Given data:
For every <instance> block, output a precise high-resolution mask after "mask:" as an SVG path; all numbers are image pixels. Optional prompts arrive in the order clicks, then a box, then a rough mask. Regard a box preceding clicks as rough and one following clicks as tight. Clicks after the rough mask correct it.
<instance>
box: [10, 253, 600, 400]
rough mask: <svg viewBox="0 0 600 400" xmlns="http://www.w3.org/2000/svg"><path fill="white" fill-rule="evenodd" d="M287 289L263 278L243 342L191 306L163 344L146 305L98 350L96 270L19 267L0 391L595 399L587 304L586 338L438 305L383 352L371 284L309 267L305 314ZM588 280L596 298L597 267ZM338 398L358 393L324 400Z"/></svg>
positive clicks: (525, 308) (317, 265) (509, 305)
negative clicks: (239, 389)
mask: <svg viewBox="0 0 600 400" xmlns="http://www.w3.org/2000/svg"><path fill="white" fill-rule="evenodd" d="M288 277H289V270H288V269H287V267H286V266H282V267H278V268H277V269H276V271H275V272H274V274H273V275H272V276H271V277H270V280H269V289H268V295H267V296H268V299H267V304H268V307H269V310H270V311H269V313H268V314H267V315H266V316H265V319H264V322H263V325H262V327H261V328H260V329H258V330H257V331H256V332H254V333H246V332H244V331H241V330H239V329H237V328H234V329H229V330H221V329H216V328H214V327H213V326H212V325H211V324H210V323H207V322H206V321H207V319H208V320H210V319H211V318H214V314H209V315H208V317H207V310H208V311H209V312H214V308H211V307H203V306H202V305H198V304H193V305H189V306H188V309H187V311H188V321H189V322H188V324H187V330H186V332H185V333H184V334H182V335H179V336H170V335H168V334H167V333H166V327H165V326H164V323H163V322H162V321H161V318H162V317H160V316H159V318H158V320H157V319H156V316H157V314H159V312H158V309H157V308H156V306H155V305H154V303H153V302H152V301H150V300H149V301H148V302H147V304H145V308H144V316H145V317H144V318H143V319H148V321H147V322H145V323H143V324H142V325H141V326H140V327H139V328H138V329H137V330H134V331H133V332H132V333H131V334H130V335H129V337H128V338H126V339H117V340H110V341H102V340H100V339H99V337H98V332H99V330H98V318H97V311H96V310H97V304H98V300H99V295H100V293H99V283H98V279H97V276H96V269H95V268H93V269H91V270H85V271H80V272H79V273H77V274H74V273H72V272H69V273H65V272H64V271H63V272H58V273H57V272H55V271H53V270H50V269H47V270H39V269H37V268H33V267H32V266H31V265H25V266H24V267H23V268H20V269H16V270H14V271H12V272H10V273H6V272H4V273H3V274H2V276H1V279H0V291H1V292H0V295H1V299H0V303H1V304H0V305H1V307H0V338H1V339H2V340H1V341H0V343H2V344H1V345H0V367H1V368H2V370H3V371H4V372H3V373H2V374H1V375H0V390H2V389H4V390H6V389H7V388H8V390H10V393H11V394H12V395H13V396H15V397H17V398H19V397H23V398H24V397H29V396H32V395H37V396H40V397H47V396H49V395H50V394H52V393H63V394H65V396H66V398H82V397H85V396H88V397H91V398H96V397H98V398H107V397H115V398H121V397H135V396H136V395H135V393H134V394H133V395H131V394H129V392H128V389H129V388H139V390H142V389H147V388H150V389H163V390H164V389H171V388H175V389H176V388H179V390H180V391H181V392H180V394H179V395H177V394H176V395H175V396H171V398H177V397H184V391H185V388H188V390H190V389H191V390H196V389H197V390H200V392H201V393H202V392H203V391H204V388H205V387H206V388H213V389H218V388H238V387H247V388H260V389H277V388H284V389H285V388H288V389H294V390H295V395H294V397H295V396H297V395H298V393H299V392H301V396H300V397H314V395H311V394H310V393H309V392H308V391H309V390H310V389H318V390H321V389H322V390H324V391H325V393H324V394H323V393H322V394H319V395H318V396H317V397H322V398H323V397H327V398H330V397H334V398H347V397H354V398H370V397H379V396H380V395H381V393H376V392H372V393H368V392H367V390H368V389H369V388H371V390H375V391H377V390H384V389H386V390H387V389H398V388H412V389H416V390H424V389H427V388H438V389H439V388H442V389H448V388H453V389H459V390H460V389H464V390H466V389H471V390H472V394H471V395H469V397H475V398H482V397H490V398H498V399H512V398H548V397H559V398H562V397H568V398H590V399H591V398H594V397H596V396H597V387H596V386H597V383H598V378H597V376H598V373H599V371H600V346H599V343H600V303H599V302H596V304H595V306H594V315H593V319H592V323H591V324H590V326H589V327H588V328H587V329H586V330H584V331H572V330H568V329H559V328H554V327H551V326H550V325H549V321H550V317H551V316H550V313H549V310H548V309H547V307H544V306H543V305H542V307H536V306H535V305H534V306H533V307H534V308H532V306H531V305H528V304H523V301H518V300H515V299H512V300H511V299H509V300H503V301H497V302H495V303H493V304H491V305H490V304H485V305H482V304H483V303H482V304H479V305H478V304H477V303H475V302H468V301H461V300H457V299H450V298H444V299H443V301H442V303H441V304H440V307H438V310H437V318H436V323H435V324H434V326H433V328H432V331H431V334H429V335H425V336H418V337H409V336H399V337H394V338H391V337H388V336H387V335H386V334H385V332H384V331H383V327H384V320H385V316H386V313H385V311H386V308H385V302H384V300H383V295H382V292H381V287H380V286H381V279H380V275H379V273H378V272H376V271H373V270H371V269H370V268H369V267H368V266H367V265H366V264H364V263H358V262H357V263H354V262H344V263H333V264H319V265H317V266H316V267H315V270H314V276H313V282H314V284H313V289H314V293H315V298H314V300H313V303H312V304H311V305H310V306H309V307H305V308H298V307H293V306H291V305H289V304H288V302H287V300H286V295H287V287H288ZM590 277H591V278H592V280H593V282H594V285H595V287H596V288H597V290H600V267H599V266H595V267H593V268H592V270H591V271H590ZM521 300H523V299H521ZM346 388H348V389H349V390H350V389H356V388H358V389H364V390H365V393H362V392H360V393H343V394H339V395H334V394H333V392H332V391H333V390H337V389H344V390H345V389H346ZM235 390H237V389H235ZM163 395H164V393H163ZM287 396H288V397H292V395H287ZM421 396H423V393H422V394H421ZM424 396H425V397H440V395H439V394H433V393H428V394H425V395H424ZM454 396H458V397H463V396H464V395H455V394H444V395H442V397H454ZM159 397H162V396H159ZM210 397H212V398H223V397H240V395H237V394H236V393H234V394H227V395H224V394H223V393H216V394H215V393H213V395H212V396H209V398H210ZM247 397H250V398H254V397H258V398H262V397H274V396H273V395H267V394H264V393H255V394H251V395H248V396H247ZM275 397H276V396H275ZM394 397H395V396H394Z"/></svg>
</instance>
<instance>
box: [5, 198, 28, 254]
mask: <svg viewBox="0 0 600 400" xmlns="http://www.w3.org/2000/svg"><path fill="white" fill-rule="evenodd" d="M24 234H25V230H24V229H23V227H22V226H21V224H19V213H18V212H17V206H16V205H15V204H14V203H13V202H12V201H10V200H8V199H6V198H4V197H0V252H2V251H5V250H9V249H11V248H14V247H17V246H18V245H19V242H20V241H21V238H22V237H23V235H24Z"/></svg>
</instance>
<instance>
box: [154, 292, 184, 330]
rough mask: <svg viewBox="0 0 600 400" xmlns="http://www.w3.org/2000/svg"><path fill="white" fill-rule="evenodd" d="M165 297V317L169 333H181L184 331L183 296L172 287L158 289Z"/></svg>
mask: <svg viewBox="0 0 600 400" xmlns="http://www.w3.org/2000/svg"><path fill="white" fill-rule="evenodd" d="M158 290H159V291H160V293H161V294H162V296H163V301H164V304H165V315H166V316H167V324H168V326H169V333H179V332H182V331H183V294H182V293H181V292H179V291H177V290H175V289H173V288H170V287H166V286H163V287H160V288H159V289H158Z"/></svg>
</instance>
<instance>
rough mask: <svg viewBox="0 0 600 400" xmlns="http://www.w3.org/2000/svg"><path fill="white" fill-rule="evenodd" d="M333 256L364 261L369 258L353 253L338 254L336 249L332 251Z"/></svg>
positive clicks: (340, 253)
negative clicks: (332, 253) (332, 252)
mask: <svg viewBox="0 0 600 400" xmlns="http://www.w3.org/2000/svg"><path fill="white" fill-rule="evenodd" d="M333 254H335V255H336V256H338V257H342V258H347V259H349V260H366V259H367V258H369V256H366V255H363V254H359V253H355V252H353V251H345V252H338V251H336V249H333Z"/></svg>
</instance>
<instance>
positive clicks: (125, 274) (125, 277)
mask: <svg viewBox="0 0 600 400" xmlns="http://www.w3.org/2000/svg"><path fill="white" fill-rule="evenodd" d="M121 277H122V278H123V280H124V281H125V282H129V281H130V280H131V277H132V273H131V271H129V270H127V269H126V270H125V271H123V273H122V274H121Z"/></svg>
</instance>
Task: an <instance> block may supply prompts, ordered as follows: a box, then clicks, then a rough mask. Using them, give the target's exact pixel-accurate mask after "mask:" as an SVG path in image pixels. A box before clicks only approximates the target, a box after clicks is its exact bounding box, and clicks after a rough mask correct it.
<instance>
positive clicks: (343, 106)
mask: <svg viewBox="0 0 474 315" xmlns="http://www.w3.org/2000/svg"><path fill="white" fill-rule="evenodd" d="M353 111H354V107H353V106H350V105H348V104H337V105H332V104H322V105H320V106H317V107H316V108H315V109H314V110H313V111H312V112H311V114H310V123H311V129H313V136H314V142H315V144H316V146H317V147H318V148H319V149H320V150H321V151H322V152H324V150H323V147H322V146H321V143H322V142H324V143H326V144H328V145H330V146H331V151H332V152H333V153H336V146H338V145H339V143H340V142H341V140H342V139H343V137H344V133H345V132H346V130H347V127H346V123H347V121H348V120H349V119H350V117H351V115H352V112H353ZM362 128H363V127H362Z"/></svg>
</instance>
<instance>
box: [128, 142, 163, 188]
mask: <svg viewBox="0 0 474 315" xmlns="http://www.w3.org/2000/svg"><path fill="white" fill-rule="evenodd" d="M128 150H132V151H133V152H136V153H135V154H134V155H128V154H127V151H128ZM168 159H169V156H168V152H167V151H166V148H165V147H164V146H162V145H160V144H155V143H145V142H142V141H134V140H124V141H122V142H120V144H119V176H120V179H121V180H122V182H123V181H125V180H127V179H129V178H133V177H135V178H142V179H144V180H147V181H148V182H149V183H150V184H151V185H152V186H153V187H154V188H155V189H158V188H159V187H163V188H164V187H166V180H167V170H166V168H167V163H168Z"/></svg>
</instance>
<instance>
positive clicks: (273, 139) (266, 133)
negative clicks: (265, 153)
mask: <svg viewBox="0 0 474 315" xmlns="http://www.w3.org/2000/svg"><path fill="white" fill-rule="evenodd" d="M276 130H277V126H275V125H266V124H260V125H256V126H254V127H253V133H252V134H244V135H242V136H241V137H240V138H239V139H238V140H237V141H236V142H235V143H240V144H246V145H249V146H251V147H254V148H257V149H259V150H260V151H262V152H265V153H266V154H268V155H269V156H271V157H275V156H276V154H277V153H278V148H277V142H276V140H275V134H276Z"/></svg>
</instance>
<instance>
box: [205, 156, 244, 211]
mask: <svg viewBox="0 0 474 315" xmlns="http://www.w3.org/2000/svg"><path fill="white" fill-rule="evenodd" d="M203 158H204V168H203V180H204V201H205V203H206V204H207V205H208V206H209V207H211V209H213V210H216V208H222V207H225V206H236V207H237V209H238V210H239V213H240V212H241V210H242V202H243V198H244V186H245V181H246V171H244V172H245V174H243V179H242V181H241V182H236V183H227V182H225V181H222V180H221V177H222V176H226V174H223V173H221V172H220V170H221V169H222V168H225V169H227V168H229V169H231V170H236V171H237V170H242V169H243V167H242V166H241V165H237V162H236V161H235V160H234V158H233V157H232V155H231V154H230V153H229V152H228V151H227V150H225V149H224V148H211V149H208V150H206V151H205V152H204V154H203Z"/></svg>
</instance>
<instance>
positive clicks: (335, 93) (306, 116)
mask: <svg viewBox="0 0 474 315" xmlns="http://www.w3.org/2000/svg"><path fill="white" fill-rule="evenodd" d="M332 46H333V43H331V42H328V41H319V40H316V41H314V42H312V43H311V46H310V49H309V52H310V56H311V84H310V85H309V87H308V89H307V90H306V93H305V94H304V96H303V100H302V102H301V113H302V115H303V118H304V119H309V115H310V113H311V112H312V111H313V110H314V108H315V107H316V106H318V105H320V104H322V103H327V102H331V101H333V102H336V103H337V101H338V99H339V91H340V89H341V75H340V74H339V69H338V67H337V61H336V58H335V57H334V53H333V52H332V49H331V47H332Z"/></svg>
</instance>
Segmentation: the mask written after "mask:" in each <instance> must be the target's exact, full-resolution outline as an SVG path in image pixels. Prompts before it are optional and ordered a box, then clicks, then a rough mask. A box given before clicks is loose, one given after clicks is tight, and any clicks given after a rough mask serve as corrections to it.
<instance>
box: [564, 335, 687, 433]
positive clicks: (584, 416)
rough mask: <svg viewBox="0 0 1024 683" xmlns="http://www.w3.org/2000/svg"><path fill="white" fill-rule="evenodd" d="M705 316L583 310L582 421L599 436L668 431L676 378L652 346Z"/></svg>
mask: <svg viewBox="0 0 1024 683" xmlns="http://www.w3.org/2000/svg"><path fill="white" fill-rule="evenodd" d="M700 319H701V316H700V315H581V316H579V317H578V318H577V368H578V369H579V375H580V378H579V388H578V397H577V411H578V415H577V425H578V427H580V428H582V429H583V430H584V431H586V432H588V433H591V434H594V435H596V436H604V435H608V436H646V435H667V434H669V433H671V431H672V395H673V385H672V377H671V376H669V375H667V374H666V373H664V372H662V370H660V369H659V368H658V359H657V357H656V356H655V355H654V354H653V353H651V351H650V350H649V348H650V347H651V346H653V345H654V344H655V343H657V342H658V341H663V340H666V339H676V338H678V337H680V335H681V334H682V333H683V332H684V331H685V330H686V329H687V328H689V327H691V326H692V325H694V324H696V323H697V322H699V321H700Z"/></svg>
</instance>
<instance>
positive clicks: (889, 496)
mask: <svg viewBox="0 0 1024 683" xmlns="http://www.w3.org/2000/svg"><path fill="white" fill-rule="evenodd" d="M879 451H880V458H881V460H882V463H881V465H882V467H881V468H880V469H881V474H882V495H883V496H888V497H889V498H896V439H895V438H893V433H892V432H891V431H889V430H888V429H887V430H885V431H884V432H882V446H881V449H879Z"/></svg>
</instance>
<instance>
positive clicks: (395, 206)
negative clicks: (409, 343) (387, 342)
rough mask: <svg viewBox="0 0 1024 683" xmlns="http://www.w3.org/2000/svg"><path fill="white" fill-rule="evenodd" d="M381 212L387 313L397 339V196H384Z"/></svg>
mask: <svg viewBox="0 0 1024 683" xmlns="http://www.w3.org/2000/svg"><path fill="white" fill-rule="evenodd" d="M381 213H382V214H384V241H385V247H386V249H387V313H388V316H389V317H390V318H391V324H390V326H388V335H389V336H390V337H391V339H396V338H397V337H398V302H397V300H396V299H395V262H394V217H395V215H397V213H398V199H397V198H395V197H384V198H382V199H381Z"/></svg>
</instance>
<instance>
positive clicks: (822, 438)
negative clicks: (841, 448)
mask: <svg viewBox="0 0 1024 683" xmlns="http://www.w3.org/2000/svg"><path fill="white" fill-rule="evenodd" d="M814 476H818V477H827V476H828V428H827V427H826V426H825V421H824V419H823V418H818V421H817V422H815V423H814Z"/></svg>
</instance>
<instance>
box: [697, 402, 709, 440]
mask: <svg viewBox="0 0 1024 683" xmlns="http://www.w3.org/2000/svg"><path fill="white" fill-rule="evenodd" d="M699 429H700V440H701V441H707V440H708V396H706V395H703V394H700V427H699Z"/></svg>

Task objective:
Render the stretch from the start of the rows above through the line containing "positive clicks: (525, 308)" as a numbered list, skipping any blank lines.

Answer to the exercise:
1. For every <instance> block, output a precise high-resolution mask after "mask:" as an SVG path; all numbers are image pixels. Optional prompts arrive in the order clicks, then a box, then a rough mask. Regard a box preceding clicks as rough and one following clicks as tight. Clicks after the rough mask correct it.
2. <instance>
3. box: [10, 253, 600, 400]
4. rough mask: <svg viewBox="0 0 600 400" xmlns="http://www.w3.org/2000/svg"><path fill="white" fill-rule="evenodd" d="M287 289L263 278L243 342L191 306L163 344L146 305L98 350L96 270L19 267L0 391L595 399L587 304L586 338L438 305L383 352L371 284L309 267L305 314ZM588 280L596 298L597 267ZM338 398L358 393L324 400Z"/></svg>
5. positive clicks: (525, 308) (317, 265) (509, 305)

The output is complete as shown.